* INSTRUCTIONS TO FOLLOW:
Please carry on the court opinion on disciplining an attorney convicted of attempted extortion, picking up right after its final sentence.

* EXTRACT TO READ:
--- Begin ---

Heretofore this court has imposed the sanction of disbarment upon attorneys convicted of the felony of bribery or conspiracy to commit bribery directly related to their practice of law, despite their professed ignorance of the law, their prior unblemished records, or their arguments of considerable extenuating and mitigating circumstances. E.g., LSBA v. Pitard, 462 So. 2d 178 (La.1985); LSBA v. Adams, 363 So. 2d 418 (La.1978). The majority opinion fails to explain why this particular attorney should be treated so leniently as to receive only a three month's suspension for the same type felonious conduct and disciplinary violation that usually leads to disbarment.
A three month's suspension is tantamount to nothing more than a reprimand. Before this case a three month's suspension had been used as a sanction only for relatively minor infractions such as negligent failure to promptly deliver settlement proceeds, negligent commingling, inadvertent changing of an illegal attorney's fee, and failure to provide competent and efficient representation. LSBA v. Thalheim, 504 So. 2d 822 (La.1987); LSBA v. Causey, 393 So. 2d 88 (La.1981); LSBA v. Ruiz, 259 So. 2d 895 (La.1972).
LEMMON, Justice, dissenting in part.
The central issue in the criminal proceeding which led to respondent's convictions of conspiracy and attempted extortion was whether respondent was attempting to sell his client's services in researching and reconstructing records of use by other companies of the waste disposal facility or to sell his client's testimony which would be favorable to the purchaser. The federal appellate court, in affirming the conviction, determined that the evidence supported a conclusion that respondent was attempting to extort money in exchange for the client's testimony.[1] Absent mitigating circumstances, the conviction on that basis warrants at least a two or three-year suspension.
*404 Because there were mitigating circumstances, as well as other evidence that did not get before the jury in the criminal case, and because the trial judge at sentencing expressed his belief that respondent was led into a trap and characterized this offense as only "a technical violation of the statute", the appropriate penalty in my opinion should be a one-year suspension. I therefore dissent from the lesser penalty.
NOTES
[1] Garraway was charged with and found guilty of obstructing commerce by conspiring to and attempting to obtain money to which he was not entitled through the wrongful use of fear of economic loss. 18 U.S.C. 1951, provides in pertinent part:
(a) Whoever in any way or degree obstructs, delays, or affects commerce or the movement of any article or commodity in commerce by ... extortion or attempts or conspires so to do, ... shall be fined not more than $10,000 or imprisoned not more than twenty years, or both.

--- End ---

(Contour labeling rows)
--- Begin ---

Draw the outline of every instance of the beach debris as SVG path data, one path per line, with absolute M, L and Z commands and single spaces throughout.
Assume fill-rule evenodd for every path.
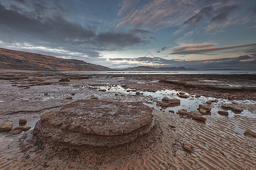
M 184 145 L 184 148 L 185 150 L 191 152 L 191 147 L 190 146 L 187 146 L 187 144 Z
M 16 128 L 14 128 L 14 130 L 22 130 L 22 131 L 28 131 L 30 129 L 30 128 L 31 128 L 31 126 L 19 126 Z
M 154 125 L 152 112 L 141 102 L 78 100 L 43 114 L 33 133 L 40 142 L 67 147 L 114 146 L 148 133 Z
M 203 122 L 205 122 L 207 118 L 203 116 L 193 116 L 192 118 L 197 120 L 200 120 Z
M 70 82 L 70 80 L 68 78 L 66 78 L 66 77 L 64 77 L 61 78 L 59 80 L 59 82 Z
M 210 112 L 210 110 L 212 109 L 212 107 L 210 106 L 203 104 L 199 104 L 199 108 L 203 109 L 204 110 L 206 110 L 207 112 Z
M 202 114 L 201 114 L 200 112 L 197 110 L 193 110 L 190 112 L 190 113 L 193 116 L 202 116 Z
M 9 131 L 9 133 L 10 133 L 10 134 L 14 134 L 14 135 L 16 135 L 16 134 L 20 134 L 22 132 L 22 130 L 14 130 L 14 129 L 11 129 L 11 130 Z
M 179 95 L 179 97 L 180 97 L 181 98 L 187 99 L 188 97 L 188 96 L 186 95 Z
M 13 124 L 11 122 L 2 122 L 0 124 L 0 131 L 11 130 L 13 128 Z
M 25 126 L 27 124 L 27 120 L 25 118 L 21 118 L 19 120 L 19 125 L 20 126 Z
M 220 115 L 229 116 L 229 112 L 226 111 L 218 110 L 218 113 Z
M 245 131 L 243 133 L 243 134 L 245 136 L 256 138 L 256 133 L 252 131 L 250 129 L 245 130 Z
M 98 97 L 96 96 L 94 96 L 94 95 L 90 96 L 90 100 L 98 100 Z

--- End ---

* EXERCISE OUTPUT:
(2) The term "extortion" means the obtaining of property from another, with his consent, induced by wrongful use of actual or threatened force, violence, or fear, or under color of official right.
[2] Garraway was convicted in the United States District Court for the Eastern District of Louisiana. The United States Court of Appeals for the Fifth Circuit, in an unpublished opinion, affirmed.
[3] We note the testimony of the judge and attorneys was not offered at Garraway's trial. Garraway did not put on a defense, apparently because he felt it might impact adversely upon his client and co-defendant, Reber, whose trial was not severed. Consequently, the judge and attorneys were never called to testify.
[4] The A.B.A. Standards For Imposing Lawyer Sanction, 9.22, lists the following factors as those which may be considered in aggravation:
(a) prior disciplinary offenses;
(b) dishonest or selfish motive;
(c) a pattern of misconduct;
(d) multiple offenses;
(e) bad faith obstruction of the disciplinary proceeding by intentionally failing to comply with rules or orders of the disciplinary agency;
(f) submission of false evidence, false statements, or other deceptive practices during the disciplinary process;
(g) refusal to acknowledge wrongful nature of conduct;
(h) vulnerability of victim;
(i) substantial experience in the practice of law;
(j) indifference to making restitution.
Only two of the ten factors listed are present in this case. They are Garraway's experience in the law and his refusal to admit to any criminal wrongdoing. He has steadfastly refused to acknowledge his participation in the negotiations as intentional criminal activity.
[1] The appellate court's opinion noted the following evidence favorable to the prosecution: Reber initially cooperated with the state's investigation, but then could not be located; respondent arranged a meeting with the private investigator hired by the three companies and told him "to bring his checkbook"; after Reber indicated to the investigator he had the necessary information for his testimony, respondent told the investigator Reber "wanted to be paid $250,000 for the information" because he was getting up in age and this was his "last chance to make it big"; respondent, although stating that a smaller amount might be "more amicable" and that they did not want to do anything illegal, suggested the payment "could be labeled attorney's fees", on which he would pay taxes to avoid any illegality; Reber stated he would not remember the names of the other companies in his testimony unless he were paid; and the undercover agent who turned over the money to respondent stated he did not consider the payment to be legal.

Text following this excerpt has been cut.